_Problem description_
Where a line of the records contains the word "grass", show that line.

_Data extracts_
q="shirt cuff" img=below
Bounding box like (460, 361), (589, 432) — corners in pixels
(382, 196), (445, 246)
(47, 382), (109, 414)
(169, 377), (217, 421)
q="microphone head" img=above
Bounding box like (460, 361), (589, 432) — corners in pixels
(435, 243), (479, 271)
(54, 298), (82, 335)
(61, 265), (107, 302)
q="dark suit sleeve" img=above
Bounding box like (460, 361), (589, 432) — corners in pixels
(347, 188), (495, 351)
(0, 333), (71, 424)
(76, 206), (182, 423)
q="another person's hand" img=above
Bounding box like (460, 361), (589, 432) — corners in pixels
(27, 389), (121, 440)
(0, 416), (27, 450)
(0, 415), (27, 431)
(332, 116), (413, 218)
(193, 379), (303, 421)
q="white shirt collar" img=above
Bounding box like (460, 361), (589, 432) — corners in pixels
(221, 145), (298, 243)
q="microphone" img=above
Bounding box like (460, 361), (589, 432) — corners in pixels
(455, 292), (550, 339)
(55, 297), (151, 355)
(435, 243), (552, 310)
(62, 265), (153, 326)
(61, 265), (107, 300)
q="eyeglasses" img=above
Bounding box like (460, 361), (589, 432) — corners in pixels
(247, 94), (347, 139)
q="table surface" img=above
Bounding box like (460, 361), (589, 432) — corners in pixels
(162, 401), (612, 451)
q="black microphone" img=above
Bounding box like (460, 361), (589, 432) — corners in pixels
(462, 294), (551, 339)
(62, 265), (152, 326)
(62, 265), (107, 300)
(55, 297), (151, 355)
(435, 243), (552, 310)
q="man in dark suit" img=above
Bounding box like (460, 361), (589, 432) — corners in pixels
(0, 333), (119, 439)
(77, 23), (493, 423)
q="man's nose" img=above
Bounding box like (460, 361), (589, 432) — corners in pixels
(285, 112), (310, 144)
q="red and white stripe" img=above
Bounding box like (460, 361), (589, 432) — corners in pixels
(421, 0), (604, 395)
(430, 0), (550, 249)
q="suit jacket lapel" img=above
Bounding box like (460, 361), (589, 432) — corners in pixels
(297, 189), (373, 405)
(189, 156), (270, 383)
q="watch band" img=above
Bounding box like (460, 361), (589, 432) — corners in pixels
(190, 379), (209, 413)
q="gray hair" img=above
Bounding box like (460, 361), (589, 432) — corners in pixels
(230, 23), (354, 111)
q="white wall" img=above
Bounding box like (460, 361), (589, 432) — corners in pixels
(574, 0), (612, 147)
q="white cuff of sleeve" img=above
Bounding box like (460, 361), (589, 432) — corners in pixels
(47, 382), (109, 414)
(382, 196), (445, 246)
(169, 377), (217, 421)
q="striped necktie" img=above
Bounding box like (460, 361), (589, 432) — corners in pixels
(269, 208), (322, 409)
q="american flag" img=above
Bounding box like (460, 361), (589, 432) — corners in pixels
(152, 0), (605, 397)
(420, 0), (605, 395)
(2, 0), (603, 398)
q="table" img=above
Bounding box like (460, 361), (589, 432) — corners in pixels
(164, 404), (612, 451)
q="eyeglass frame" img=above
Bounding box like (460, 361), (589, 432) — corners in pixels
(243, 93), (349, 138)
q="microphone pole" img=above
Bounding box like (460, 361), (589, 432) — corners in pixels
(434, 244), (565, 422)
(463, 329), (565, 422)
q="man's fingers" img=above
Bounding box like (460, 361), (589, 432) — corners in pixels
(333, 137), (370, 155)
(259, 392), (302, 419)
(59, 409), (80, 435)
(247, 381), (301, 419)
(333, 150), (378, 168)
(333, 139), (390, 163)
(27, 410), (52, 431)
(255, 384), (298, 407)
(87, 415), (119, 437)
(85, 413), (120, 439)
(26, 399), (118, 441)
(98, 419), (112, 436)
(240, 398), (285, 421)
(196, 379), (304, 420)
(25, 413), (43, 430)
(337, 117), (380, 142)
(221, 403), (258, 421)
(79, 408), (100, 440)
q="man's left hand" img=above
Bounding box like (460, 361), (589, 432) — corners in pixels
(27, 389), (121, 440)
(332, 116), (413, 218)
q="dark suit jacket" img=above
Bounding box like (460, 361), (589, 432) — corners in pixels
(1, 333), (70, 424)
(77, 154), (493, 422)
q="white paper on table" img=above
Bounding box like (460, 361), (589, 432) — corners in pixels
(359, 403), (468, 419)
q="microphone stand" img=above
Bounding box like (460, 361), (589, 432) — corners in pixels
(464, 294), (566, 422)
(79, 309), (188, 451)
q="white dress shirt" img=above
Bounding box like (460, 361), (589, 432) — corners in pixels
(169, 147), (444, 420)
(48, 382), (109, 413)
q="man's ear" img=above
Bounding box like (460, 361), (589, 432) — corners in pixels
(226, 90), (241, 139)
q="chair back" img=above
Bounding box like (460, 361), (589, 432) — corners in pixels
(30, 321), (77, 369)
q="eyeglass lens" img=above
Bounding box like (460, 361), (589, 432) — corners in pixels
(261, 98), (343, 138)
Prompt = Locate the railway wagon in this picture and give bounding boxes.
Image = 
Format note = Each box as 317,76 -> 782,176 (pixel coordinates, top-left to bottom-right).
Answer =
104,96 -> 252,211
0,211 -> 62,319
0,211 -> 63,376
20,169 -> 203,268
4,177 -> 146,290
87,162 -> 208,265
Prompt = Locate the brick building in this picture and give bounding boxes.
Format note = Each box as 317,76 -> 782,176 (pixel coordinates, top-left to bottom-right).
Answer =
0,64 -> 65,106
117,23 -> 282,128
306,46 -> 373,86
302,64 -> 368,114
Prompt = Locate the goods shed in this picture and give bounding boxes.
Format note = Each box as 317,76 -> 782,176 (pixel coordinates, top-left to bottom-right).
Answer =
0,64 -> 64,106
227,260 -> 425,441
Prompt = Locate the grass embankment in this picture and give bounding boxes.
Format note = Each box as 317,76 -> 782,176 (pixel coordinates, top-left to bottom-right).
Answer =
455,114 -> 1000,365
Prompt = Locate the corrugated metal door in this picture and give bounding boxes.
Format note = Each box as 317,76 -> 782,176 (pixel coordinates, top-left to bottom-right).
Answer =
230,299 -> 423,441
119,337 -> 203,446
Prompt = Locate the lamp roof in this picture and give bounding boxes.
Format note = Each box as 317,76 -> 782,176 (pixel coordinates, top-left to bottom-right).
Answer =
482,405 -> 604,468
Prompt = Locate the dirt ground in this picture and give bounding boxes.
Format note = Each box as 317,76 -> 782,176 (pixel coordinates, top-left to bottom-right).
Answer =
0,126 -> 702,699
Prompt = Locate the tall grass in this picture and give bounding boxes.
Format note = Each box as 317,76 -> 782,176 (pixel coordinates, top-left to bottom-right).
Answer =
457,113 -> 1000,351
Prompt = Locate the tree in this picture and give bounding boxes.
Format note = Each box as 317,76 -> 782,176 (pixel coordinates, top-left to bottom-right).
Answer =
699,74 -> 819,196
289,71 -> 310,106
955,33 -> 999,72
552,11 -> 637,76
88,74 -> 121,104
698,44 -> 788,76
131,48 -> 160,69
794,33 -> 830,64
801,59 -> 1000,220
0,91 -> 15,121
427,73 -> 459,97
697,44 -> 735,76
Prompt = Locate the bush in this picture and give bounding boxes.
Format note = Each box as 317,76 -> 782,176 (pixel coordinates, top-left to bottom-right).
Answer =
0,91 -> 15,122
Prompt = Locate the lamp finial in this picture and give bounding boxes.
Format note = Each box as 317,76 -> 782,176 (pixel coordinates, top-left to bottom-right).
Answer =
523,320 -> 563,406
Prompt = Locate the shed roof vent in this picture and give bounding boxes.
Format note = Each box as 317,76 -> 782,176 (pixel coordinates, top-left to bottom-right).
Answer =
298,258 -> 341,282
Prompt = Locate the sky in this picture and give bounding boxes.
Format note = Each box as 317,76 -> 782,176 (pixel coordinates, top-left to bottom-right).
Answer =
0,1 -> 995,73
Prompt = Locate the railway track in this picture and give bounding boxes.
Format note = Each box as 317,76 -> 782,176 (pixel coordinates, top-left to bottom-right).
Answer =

_Worked solution_
Prompt = Locate the grass embankment in this picture and give bounding boxes.
Prompt = Locate the tall grass in this picture and give bounding boxes.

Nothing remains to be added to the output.